STORED DATA
----

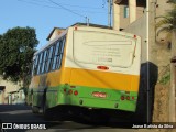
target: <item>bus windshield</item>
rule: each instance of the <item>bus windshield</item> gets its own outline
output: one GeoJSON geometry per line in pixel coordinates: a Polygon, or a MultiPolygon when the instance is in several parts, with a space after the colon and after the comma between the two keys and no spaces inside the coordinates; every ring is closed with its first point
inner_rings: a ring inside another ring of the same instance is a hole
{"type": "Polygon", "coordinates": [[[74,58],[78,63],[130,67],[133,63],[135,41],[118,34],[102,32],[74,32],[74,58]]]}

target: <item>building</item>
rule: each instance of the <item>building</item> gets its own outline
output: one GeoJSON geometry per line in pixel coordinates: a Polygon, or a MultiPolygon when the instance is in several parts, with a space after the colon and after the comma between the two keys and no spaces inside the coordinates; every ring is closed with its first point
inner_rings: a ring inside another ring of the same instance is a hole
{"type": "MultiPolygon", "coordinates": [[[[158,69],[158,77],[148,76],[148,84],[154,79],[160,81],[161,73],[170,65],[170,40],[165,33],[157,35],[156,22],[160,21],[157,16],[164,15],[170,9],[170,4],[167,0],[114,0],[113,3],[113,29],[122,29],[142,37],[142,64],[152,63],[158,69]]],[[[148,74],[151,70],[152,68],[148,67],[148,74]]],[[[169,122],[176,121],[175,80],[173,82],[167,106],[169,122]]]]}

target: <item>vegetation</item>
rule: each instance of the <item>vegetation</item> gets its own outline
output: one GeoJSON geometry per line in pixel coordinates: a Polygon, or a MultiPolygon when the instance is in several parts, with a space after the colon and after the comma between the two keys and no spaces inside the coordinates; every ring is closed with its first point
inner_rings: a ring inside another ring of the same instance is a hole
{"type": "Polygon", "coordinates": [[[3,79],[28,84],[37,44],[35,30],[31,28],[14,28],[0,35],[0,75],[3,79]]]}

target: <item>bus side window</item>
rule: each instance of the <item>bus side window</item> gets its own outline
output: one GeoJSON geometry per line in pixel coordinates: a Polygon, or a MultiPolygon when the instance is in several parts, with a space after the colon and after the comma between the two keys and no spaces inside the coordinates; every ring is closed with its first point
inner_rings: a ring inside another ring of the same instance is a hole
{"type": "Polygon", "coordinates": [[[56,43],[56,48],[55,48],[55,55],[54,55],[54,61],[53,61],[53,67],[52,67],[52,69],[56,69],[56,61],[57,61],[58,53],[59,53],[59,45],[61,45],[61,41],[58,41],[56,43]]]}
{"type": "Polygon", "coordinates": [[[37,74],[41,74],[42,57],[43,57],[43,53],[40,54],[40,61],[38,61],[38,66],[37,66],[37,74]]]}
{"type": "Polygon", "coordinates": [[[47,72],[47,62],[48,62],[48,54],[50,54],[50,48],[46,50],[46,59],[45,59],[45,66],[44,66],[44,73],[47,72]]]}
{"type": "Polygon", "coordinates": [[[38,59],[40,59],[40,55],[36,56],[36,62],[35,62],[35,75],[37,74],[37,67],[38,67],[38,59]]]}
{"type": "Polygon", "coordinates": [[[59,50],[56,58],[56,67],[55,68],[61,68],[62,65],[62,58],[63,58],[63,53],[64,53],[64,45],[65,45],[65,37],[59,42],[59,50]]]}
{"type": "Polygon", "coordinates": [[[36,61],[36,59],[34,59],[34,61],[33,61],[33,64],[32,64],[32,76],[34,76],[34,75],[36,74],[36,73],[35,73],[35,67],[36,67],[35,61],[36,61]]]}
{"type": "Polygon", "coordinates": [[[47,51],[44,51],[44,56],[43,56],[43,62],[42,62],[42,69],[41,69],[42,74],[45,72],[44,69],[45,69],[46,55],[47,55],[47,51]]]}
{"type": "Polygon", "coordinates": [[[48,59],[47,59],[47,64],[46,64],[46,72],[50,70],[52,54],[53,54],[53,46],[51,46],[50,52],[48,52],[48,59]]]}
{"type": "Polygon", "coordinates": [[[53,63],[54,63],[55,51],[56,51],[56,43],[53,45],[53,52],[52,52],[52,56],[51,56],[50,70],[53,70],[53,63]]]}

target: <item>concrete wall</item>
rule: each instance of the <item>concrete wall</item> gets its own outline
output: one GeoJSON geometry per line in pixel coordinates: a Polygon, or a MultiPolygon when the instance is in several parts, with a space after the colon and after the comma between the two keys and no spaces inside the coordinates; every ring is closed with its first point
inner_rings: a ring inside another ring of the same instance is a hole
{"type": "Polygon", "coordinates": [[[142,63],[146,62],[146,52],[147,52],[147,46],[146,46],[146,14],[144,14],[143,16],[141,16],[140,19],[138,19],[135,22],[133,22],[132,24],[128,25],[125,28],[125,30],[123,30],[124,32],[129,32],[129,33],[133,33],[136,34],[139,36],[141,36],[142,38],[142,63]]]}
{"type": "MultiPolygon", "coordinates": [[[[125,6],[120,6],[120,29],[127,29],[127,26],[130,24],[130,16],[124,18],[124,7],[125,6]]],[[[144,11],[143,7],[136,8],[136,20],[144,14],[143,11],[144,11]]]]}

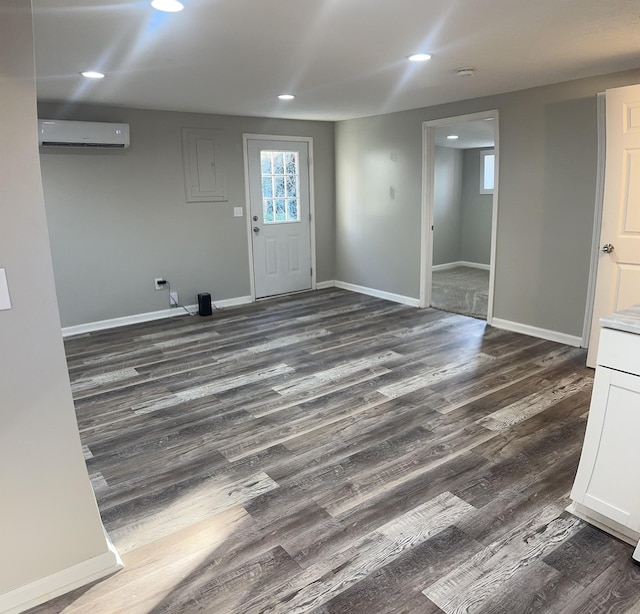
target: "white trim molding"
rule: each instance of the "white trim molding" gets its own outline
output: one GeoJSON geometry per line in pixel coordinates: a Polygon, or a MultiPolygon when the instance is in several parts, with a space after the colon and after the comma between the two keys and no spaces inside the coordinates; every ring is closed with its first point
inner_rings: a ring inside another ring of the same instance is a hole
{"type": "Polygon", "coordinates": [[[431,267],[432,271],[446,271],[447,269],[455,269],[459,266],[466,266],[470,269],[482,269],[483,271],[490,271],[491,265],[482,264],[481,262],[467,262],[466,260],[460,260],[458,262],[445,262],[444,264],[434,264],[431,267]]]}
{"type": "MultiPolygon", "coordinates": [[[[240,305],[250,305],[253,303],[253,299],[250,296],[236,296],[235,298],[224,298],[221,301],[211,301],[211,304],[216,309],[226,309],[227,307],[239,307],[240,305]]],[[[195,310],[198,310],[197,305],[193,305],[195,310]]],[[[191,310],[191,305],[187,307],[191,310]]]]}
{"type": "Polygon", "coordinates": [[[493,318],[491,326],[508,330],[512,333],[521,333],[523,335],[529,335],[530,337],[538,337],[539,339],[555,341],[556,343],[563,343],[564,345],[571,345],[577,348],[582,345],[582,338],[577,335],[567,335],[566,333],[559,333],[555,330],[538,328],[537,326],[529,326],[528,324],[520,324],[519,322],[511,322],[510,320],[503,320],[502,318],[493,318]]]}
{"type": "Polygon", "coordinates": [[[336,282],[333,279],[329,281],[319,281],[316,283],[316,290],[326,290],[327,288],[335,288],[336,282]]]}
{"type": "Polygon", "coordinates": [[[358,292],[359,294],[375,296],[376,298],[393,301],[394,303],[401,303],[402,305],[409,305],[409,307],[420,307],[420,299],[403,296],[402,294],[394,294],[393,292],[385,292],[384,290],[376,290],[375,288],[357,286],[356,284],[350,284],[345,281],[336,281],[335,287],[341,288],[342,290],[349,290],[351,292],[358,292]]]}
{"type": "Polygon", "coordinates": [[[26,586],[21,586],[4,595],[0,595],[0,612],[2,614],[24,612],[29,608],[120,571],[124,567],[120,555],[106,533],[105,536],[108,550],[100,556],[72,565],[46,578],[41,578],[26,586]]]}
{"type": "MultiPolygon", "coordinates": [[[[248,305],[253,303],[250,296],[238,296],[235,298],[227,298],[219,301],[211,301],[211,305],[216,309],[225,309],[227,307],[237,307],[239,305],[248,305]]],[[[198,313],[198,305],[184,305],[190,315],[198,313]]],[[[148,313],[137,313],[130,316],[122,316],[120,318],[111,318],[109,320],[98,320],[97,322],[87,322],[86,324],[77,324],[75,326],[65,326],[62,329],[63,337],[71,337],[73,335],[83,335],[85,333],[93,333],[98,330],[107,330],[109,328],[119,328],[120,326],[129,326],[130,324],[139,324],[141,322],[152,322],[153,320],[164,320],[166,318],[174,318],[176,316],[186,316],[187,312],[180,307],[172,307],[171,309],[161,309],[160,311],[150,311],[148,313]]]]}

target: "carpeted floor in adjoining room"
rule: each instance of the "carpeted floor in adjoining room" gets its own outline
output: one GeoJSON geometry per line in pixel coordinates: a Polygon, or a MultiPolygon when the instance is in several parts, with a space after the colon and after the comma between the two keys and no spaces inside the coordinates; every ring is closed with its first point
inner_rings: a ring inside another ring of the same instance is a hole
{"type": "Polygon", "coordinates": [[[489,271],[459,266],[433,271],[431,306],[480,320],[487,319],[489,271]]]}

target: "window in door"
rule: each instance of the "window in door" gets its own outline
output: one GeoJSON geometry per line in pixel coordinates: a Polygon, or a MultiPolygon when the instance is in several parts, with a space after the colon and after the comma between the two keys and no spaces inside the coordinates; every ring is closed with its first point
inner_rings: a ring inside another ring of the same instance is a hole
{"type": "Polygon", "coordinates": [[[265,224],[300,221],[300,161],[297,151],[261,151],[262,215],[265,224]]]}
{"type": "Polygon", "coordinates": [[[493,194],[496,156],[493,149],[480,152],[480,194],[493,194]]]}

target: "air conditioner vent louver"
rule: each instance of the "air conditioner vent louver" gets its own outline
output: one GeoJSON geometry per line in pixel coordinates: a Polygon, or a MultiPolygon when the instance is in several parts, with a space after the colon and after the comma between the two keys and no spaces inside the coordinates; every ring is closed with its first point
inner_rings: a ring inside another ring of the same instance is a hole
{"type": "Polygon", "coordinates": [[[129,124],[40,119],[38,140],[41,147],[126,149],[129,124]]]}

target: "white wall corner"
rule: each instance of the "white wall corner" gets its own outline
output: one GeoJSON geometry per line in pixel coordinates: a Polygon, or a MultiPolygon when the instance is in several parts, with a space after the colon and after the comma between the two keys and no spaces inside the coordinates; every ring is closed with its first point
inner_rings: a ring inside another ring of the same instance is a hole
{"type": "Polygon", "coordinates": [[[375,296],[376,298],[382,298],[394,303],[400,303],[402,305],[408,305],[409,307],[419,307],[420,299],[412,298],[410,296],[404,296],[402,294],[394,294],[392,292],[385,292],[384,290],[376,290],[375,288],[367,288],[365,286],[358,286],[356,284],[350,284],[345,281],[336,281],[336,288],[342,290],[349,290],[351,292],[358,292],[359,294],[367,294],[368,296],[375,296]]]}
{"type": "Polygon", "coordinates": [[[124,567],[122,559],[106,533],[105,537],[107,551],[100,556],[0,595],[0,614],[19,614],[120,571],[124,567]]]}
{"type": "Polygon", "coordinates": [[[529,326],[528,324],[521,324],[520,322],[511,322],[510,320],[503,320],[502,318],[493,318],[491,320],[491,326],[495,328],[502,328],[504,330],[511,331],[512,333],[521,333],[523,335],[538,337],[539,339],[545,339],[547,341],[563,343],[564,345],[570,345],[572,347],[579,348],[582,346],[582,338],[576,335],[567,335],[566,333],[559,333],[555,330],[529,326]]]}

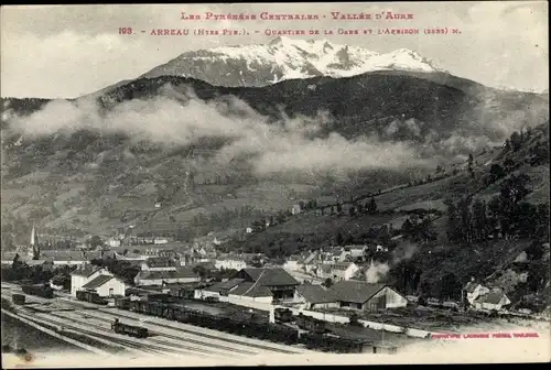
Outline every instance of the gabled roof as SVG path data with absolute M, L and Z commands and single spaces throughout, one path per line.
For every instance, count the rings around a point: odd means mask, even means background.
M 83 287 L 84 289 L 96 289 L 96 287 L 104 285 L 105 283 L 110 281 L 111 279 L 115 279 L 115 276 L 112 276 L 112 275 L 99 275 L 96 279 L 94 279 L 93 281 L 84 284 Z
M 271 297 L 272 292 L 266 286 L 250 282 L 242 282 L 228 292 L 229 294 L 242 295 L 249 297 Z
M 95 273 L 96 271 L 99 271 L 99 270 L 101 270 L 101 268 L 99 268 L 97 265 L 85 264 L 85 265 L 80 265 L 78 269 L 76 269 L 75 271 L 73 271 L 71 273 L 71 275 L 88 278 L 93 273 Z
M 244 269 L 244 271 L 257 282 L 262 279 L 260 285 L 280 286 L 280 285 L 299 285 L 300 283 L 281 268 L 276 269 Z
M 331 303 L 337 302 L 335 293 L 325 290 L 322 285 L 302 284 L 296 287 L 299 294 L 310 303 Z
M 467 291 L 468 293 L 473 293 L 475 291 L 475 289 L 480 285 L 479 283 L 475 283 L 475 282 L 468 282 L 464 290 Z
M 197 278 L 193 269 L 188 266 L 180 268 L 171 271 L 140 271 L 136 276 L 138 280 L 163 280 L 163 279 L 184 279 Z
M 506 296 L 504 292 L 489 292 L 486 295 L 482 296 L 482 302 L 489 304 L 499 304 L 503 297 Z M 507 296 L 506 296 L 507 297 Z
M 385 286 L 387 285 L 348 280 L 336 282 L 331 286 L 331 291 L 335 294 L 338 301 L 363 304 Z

----

WORK TO COMPLETE
Quote everything from the line containing "Outline every instance" down to the line containing "M 271 297 L", with both of those lines included, reproducing each line word for word.

TASK OUTPUT
Outline every instance of the gabled roof as SVG path data with absolute M, L and Z commands and single spaces throughout, one path per line.
For every instance, count the rings around a point: odd means mask, even means background.
M 83 287 L 84 289 L 96 289 L 96 287 L 104 285 L 105 283 L 110 281 L 111 279 L 115 279 L 115 276 L 112 276 L 112 275 L 99 275 L 96 279 L 94 279 L 93 281 L 84 284 Z
M 271 297 L 272 292 L 266 286 L 250 282 L 242 282 L 228 292 L 229 294 L 242 295 L 249 297 Z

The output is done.